Problem details: Retype the data from the line with "find the denim jacket sleeve" through the end of the data, keeping every line the same and leaving out the pictures.

Recorded information:
# # # # # # #

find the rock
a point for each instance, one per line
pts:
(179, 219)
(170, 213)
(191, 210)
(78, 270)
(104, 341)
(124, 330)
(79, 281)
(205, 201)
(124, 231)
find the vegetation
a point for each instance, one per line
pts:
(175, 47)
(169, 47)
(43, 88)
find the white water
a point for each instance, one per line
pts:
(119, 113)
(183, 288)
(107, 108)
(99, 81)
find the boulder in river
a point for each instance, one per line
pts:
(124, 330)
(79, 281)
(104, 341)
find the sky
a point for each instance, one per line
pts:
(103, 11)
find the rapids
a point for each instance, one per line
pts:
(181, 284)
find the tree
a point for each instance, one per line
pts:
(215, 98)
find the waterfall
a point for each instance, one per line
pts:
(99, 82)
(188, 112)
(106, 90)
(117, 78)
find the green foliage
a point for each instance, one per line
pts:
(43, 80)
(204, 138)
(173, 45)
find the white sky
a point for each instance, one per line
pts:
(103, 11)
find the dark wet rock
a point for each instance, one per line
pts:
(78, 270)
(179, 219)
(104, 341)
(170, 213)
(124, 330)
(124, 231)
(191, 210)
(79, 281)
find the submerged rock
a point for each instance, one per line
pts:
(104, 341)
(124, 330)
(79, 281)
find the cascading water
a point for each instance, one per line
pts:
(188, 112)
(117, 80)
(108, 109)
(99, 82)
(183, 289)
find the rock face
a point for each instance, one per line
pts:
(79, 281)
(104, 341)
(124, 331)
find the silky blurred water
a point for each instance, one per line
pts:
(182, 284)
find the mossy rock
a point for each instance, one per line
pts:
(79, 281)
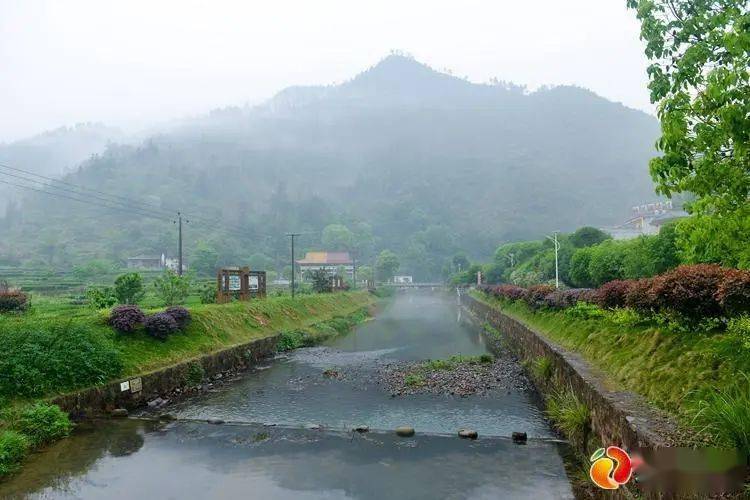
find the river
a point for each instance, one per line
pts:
(287, 431)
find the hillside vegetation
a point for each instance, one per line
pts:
(409, 159)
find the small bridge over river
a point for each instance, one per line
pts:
(412, 285)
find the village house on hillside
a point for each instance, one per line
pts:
(331, 262)
(646, 219)
(153, 263)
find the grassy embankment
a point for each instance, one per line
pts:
(700, 376)
(53, 349)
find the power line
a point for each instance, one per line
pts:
(48, 189)
(129, 203)
(82, 188)
(87, 202)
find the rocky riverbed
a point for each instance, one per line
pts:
(455, 376)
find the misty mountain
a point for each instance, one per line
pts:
(409, 158)
(54, 152)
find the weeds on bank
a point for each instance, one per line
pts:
(725, 414)
(23, 429)
(541, 368)
(570, 415)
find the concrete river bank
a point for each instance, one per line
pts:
(288, 430)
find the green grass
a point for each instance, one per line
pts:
(726, 415)
(569, 415)
(541, 368)
(213, 327)
(57, 347)
(14, 447)
(680, 372)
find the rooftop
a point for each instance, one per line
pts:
(330, 258)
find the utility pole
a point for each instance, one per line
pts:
(179, 244)
(354, 271)
(292, 236)
(557, 249)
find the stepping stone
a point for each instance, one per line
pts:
(519, 437)
(468, 434)
(405, 431)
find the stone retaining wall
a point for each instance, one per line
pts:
(617, 417)
(136, 391)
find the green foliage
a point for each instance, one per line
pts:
(208, 294)
(725, 414)
(715, 239)
(386, 265)
(43, 423)
(571, 416)
(13, 301)
(101, 297)
(93, 268)
(579, 274)
(171, 288)
(700, 53)
(607, 262)
(630, 259)
(41, 358)
(588, 236)
(204, 259)
(13, 449)
(291, 339)
(585, 311)
(129, 288)
(740, 329)
(541, 368)
(626, 317)
(321, 281)
(337, 237)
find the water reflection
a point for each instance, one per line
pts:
(195, 460)
(295, 391)
(137, 459)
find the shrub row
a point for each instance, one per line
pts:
(126, 319)
(539, 295)
(693, 291)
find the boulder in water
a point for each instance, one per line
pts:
(405, 431)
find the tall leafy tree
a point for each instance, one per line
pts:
(386, 265)
(700, 54)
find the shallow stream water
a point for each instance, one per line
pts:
(268, 448)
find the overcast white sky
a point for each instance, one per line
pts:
(131, 63)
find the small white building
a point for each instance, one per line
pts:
(331, 262)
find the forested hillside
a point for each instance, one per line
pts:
(409, 159)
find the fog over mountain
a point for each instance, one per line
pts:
(408, 158)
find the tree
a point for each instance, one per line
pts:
(386, 265)
(172, 288)
(337, 237)
(459, 263)
(129, 288)
(700, 53)
(587, 236)
(205, 258)
(260, 262)
(321, 281)
(364, 273)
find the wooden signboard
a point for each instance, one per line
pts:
(239, 283)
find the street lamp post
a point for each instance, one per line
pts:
(553, 238)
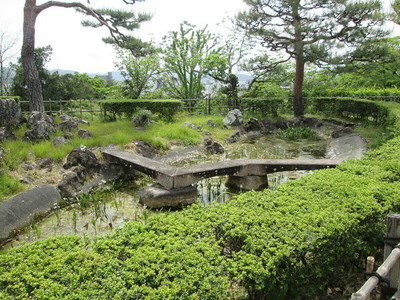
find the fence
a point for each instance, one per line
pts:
(391, 265)
(207, 106)
(68, 106)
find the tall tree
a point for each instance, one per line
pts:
(221, 65)
(186, 55)
(31, 12)
(138, 72)
(7, 53)
(310, 30)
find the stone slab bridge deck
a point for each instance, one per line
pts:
(175, 178)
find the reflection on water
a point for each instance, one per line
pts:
(111, 210)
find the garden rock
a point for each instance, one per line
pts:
(234, 118)
(72, 182)
(6, 134)
(253, 125)
(82, 156)
(269, 127)
(19, 211)
(75, 119)
(37, 116)
(41, 130)
(341, 132)
(145, 149)
(192, 126)
(234, 137)
(156, 196)
(10, 113)
(58, 141)
(68, 125)
(68, 135)
(142, 119)
(84, 133)
(213, 147)
(211, 123)
(44, 163)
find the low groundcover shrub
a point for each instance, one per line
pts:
(289, 243)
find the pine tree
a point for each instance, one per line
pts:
(310, 30)
(32, 11)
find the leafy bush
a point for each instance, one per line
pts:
(142, 118)
(297, 133)
(166, 108)
(267, 106)
(289, 243)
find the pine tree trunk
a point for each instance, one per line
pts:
(28, 58)
(298, 105)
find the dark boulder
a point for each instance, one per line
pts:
(213, 147)
(84, 133)
(84, 157)
(145, 149)
(233, 118)
(253, 124)
(6, 134)
(68, 125)
(10, 113)
(41, 130)
(19, 211)
(58, 141)
(341, 132)
(234, 137)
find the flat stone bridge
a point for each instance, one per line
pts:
(175, 178)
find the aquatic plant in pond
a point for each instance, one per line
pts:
(297, 133)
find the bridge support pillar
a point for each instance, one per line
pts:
(157, 196)
(247, 183)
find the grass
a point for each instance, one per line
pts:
(161, 135)
(296, 134)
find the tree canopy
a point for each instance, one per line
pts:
(113, 23)
(309, 31)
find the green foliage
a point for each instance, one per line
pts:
(165, 108)
(121, 23)
(188, 54)
(142, 118)
(271, 106)
(288, 243)
(298, 133)
(138, 73)
(16, 98)
(9, 185)
(59, 87)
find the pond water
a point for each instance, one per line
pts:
(111, 209)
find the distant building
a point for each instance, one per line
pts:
(107, 77)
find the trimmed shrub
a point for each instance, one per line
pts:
(289, 243)
(165, 108)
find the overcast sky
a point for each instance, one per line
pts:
(81, 49)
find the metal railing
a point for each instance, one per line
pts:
(206, 106)
(389, 271)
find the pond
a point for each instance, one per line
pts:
(110, 208)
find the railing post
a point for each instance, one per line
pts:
(391, 239)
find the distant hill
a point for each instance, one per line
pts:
(116, 75)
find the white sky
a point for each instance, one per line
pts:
(81, 49)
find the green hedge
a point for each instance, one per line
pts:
(16, 98)
(166, 108)
(351, 109)
(290, 243)
(266, 107)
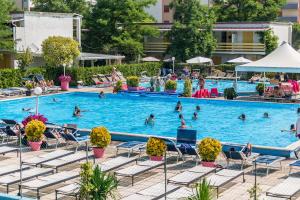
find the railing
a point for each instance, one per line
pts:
(254, 48)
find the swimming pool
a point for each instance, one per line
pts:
(243, 86)
(126, 113)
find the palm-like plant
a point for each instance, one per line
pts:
(203, 191)
(104, 185)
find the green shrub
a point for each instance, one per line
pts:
(133, 81)
(187, 90)
(171, 85)
(229, 93)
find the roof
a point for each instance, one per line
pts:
(93, 56)
(282, 59)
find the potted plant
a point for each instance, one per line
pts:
(170, 86)
(64, 82)
(29, 87)
(260, 89)
(187, 90)
(156, 148)
(100, 138)
(229, 93)
(209, 149)
(34, 131)
(133, 83)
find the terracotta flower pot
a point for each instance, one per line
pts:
(208, 164)
(98, 152)
(132, 88)
(35, 146)
(156, 158)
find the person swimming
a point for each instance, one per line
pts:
(195, 116)
(242, 117)
(178, 107)
(101, 95)
(150, 120)
(266, 115)
(77, 112)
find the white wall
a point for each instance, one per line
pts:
(38, 27)
(156, 11)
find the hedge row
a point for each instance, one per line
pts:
(13, 77)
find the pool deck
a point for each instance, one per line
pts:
(236, 190)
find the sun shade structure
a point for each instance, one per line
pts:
(283, 59)
(150, 59)
(199, 60)
(240, 60)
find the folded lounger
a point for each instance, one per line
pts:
(154, 192)
(109, 165)
(223, 177)
(130, 146)
(191, 175)
(66, 160)
(139, 168)
(27, 174)
(286, 189)
(47, 157)
(47, 181)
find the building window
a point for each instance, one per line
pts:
(166, 8)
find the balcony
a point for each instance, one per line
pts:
(222, 48)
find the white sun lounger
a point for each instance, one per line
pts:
(191, 175)
(223, 177)
(66, 160)
(109, 165)
(154, 192)
(47, 157)
(8, 169)
(14, 178)
(47, 181)
(139, 168)
(286, 189)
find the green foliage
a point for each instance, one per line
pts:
(133, 81)
(230, 93)
(6, 39)
(114, 27)
(203, 191)
(24, 59)
(187, 90)
(118, 86)
(296, 36)
(247, 10)
(58, 51)
(270, 40)
(209, 149)
(260, 88)
(62, 6)
(191, 34)
(95, 184)
(171, 85)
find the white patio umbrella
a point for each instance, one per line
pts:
(199, 60)
(150, 59)
(239, 60)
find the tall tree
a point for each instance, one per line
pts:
(247, 10)
(6, 38)
(115, 25)
(191, 35)
(64, 6)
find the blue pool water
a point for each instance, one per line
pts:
(123, 113)
(242, 86)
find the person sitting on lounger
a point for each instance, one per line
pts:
(150, 120)
(242, 117)
(178, 107)
(195, 116)
(77, 112)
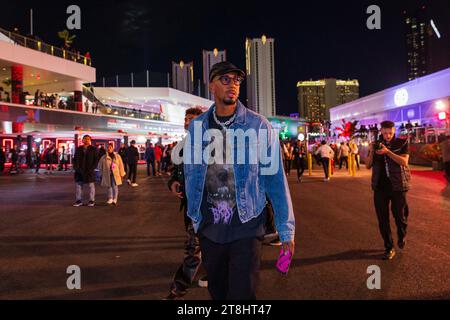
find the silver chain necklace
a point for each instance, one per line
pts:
(225, 124)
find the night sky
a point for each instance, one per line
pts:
(313, 39)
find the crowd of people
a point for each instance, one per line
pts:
(295, 155)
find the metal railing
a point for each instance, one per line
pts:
(41, 46)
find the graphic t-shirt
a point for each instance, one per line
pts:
(221, 223)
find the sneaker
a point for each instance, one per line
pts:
(271, 236)
(203, 282)
(401, 243)
(275, 242)
(389, 254)
(78, 203)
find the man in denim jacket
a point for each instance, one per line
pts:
(232, 161)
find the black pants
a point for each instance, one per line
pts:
(325, 164)
(270, 221)
(300, 167)
(151, 163)
(287, 166)
(232, 268)
(186, 272)
(125, 166)
(399, 207)
(342, 160)
(447, 170)
(132, 172)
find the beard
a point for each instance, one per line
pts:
(229, 101)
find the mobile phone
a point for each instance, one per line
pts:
(284, 261)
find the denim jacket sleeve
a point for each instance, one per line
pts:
(277, 190)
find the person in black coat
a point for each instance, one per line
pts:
(123, 155)
(2, 160)
(132, 158)
(150, 159)
(84, 163)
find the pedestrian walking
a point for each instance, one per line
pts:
(84, 163)
(112, 171)
(391, 177)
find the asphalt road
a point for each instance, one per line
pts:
(131, 251)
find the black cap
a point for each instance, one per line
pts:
(222, 68)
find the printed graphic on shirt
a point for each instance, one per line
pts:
(220, 190)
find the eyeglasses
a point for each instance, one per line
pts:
(226, 80)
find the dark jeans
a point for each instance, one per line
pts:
(270, 221)
(447, 170)
(325, 164)
(132, 172)
(342, 160)
(300, 167)
(125, 166)
(232, 268)
(399, 207)
(287, 166)
(151, 163)
(184, 277)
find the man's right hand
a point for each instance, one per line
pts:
(173, 188)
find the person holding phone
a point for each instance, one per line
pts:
(388, 158)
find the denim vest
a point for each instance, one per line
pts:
(253, 181)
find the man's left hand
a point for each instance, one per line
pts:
(383, 149)
(289, 246)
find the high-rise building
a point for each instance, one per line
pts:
(426, 46)
(260, 69)
(183, 76)
(210, 58)
(315, 98)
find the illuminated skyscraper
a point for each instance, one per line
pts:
(183, 76)
(260, 68)
(210, 58)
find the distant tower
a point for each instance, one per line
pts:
(210, 58)
(260, 69)
(183, 76)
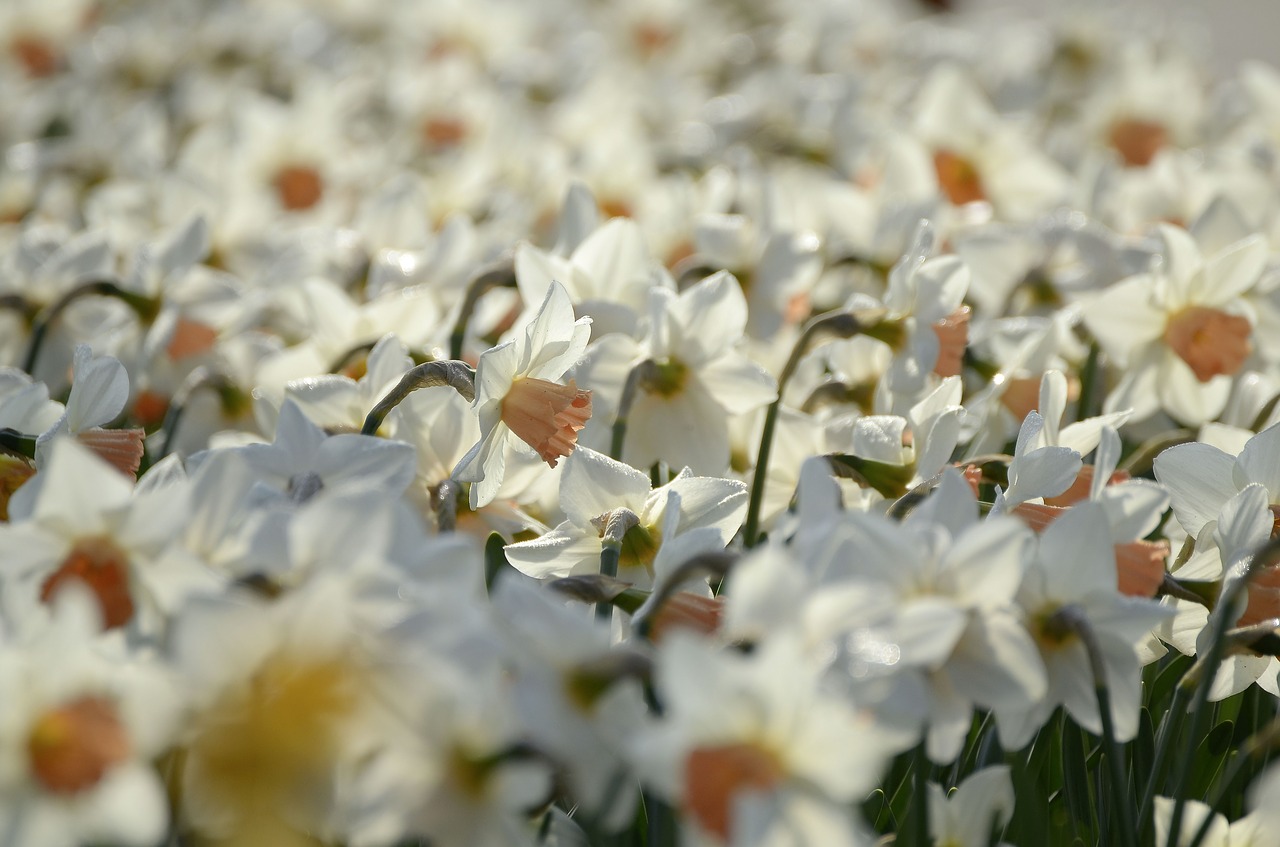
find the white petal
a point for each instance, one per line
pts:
(99, 392)
(711, 317)
(566, 549)
(1198, 480)
(593, 484)
(1133, 508)
(1260, 461)
(737, 383)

# # # # # # #

Task solution:
find the denim jacket sleeve
a point for each instance, one per line
pts:
(277, 190)
find the person in black coat
a point for each instance, one per line
pts:
(123, 155)
(2, 160)
(132, 158)
(150, 159)
(84, 163)
find the pedestrian walking
a point for each instance, one per line
pts:
(84, 163)
(112, 171)
(391, 177)
find the asphalt road
a point for each instance, one per line
pts:
(131, 251)
find the black cap
a point for each instance, one per line
pts:
(222, 68)
find the printed graphic on shirt
a point for each instance, one per line
pts:
(220, 190)
find the eyeglasses
a point for each instance, one per line
pts:
(226, 80)
find the dark jeans
a point for each instance, one per line
pts:
(270, 221)
(447, 170)
(325, 164)
(132, 172)
(342, 160)
(300, 167)
(125, 166)
(232, 268)
(399, 207)
(287, 166)
(151, 163)
(184, 277)
find the man's right hand
a point for each instance, one per line
pts:
(173, 188)
find the person holding phone
a point for each instance, one per line
pts:
(388, 158)
find the denim vest
a point for each instance, one per line
pts:
(253, 181)
find the man's left hand
a point for each instance, one per line
pts:
(383, 149)
(289, 246)
find the high-rise building
a point for each instance, one per line
pts:
(426, 46)
(260, 69)
(183, 76)
(210, 58)
(315, 98)
find the illuminated skyscraper
a point for each instance, one per line
pts:
(183, 76)
(260, 68)
(210, 58)
find the distant tower
a point for each instance, one per line
pts:
(210, 58)
(260, 69)
(183, 76)
find the white petal
a point for each instance, one per line
pts:
(99, 392)
(711, 317)
(566, 549)
(1198, 480)
(593, 484)
(1133, 508)
(1260, 461)
(737, 383)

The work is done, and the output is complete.